Work order:
In the article below about free period products on campus, reproduce word for word the passage that starts with "Garner said she" and finishes with "the menstrual products.".

Text passage:
_ _ _ _ _ _ _

Madeline Houston, former First Year Leadership Council Member, presented her research to the SGA General Assembly Feb.17, and the SGA voted to pass a letter of support to place free period products in women’s restrooms across campus. After the letter of support was sent, SGA began placing baskets with free products into women’s restrooms as a test run. 

Garner said she spoke to SGA and Steve Bridges, vice president for finance and administration, after Houston’s research. Garner said SGA decided to fund the menstrual products to implement the dispensers on campus.

Garner said SGA purchased the dispensers and menstrual products through the Aunt Flow Program.

“There were two options,” Garner said. “We could just go with having baskets made and refilling them all the time, but the issue with that is it’s not a longevity plan, and we wanted to make sure this was something that really stuck with the university and it’s something we could keep doing.”

Garner said it was a long process to convince the university it was necessary and to justify the cost. She said SGA spent around $300 per dispenser on campus and a couple hundred dollars on the menstrual products.

“Really, in the grand scheme of things, that’s not a big investment,” Garner said.

She said one of the concerns during the planning process of implementing the dispenser was that students would take advantage of the free products.

_ _ _ _ _ _ _

Dataset excerpt:
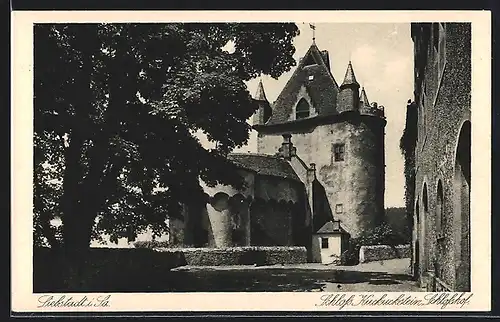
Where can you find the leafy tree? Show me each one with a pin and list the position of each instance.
(116, 109)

_ _ _ _ _ _ _

Exercise answer:
Garner said she spoke to SGA and Steve Bridges, vice president for finance and administration, after Houston’s research. Garner said SGA decided to fund the menstrual products to implement the dispensers on campus.

Garner said SGA purchased the dispensers and menstrual products through the Aunt Flow Program.

“There were two options,” Garner said. “We could just go with having baskets made and refilling them all the time, but the issue with that is it’s not a longevity plan, and we wanted to make sure this was something that really stuck with the university and it’s something we could keep doing.”

Garner said it was a long process to convince the university it was necessary and to justify the cost. She said SGA spent around $300 per dispenser on campus and a couple hundred dollars on the menstrual products.